==== TASK DATA

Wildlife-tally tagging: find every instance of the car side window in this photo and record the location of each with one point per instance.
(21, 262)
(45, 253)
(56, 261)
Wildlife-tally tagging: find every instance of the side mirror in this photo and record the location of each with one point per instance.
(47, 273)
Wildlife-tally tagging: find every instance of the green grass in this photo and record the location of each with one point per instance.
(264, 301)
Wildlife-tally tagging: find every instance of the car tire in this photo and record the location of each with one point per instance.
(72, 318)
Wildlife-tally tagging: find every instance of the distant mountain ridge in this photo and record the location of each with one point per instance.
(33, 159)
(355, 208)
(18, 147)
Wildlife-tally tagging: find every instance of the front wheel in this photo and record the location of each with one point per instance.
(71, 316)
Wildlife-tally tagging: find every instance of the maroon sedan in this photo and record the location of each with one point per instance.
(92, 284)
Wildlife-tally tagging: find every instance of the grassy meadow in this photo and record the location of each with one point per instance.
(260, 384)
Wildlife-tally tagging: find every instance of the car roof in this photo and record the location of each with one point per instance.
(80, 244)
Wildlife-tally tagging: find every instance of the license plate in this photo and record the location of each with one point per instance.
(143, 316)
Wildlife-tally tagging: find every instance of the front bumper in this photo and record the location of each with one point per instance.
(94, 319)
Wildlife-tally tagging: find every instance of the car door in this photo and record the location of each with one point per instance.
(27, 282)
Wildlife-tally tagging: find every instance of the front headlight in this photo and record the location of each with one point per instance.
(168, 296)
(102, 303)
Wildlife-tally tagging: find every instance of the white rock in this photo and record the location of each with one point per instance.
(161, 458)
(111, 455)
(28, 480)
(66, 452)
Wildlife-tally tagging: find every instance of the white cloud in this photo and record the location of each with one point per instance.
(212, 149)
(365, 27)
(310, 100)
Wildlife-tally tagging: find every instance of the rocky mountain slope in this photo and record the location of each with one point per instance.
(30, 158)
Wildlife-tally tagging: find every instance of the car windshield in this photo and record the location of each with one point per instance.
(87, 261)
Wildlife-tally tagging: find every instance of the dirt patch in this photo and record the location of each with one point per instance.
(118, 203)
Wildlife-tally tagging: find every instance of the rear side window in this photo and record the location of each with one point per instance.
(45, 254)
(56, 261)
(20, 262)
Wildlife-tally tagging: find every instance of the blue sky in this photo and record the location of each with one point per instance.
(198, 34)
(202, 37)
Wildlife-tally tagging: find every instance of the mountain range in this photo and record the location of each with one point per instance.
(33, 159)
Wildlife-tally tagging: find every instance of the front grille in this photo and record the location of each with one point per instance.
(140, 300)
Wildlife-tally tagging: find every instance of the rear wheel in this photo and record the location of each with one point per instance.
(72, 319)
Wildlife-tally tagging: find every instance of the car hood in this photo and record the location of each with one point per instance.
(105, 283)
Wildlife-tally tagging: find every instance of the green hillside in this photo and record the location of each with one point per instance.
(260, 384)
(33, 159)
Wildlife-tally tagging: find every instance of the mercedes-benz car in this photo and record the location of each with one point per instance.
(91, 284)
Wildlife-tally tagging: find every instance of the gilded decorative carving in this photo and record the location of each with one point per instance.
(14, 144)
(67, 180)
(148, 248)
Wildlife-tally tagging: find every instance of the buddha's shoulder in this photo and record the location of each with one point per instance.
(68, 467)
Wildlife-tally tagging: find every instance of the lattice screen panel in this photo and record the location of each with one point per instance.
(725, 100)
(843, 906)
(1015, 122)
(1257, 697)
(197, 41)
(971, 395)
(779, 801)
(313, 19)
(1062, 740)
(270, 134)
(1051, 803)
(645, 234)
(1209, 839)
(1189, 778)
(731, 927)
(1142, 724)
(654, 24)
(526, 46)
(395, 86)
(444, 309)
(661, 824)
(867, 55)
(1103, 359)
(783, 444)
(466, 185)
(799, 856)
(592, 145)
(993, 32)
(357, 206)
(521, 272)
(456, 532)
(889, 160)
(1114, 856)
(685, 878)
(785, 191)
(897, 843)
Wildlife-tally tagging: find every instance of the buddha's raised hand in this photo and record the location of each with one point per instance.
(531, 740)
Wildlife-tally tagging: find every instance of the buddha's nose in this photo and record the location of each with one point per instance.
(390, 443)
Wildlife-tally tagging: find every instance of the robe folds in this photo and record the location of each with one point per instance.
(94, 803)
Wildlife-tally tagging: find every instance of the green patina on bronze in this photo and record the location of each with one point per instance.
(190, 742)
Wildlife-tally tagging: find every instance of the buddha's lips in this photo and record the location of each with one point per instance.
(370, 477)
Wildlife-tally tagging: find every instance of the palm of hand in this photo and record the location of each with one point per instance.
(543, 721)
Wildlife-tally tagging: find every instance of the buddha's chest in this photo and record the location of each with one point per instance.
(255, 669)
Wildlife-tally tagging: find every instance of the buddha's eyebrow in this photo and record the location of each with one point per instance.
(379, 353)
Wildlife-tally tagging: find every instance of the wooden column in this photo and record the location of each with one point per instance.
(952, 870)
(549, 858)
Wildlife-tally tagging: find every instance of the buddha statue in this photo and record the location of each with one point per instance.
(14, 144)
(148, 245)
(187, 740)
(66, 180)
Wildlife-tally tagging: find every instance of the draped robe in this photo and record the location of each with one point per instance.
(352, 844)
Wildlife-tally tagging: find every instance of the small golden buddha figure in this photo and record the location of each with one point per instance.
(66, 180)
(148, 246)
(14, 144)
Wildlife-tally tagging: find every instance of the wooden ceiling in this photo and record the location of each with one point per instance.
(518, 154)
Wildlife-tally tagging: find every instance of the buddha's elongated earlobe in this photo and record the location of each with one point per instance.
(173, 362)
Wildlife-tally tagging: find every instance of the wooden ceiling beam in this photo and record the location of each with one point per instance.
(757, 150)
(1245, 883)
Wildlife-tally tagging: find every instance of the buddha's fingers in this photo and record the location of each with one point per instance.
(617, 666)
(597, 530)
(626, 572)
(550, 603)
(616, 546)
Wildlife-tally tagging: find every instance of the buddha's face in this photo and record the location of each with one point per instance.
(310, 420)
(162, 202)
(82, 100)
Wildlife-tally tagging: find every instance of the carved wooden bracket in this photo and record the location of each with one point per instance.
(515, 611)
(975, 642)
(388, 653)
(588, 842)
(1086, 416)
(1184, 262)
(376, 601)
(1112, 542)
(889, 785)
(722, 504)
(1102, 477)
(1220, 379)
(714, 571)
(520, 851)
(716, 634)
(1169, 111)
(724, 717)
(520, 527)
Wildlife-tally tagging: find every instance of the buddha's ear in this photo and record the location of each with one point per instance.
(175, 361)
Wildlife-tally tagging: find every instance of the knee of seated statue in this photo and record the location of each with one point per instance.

========

• [SHORT TASK] Copy out the lines from the line containing "Wildlife-tally tagging: find every instance of the buddha statue" to the end of the listing above, without alteration.

• [TASK ANSWER]
Wildlife-tally tagging: find every instance of the buddha statue in this photo and record the location of each with one point per instance.
(14, 144)
(148, 245)
(187, 740)
(66, 180)
Wildlife-tally tagging: find every instance of the draped robe in this photo and record the location of each with one point per instance.
(352, 844)
Wildlife-tally tagging: find every instance of the small golden buddha figure in this photo and record the location of each with one point per instance.
(66, 180)
(148, 246)
(14, 144)
Wildlife-tally tagging: find every instance of the wooden ceiling in this photo and record the location of each with one point per instance.
(518, 154)
Wildlife-tally tagging: find every instance of the buddha's elongated earlobe in this photo and record the location of each with one point per instance.
(173, 362)
Wildlife-tally tagging: find every instance of the wooden ceiling beam in this photo and record the location of each with one point per instance.
(757, 150)
(1245, 883)
Wildlife-tally tagging: find every instance of the buddha's fingers in this photo and record the location of each with one point per instance.
(617, 666)
(597, 530)
(626, 572)
(550, 603)
(616, 546)
Wildlife-tally tagging: find every instance of the buddha's face in this photo and record the location of each with one point per instance.
(310, 420)
(162, 202)
(82, 100)
Wildlife-tally tagging: find every instance of the carved wooden bracket in this photo and record the location of each with one point per instance.
(515, 611)
(975, 642)
(388, 653)
(588, 842)
(1086, 416)
(1184, 262)
(376, 601)
(1112, 542)
(889, 785)
(722, 504)
(1102, 477)
(1220, 379)
(714, 571)
(520, 851)
(716, 634)
(1169, 111)
(724, 717)
(520, 527)
Wildlife-tally tagging: find every instance of the buddha's ear in this photo and record the location of each with one point per instance.
(175, 361)
Wildlife-tally tagging: find every instance of the knee of seated statue in this photo and record the location of each with one point per instance.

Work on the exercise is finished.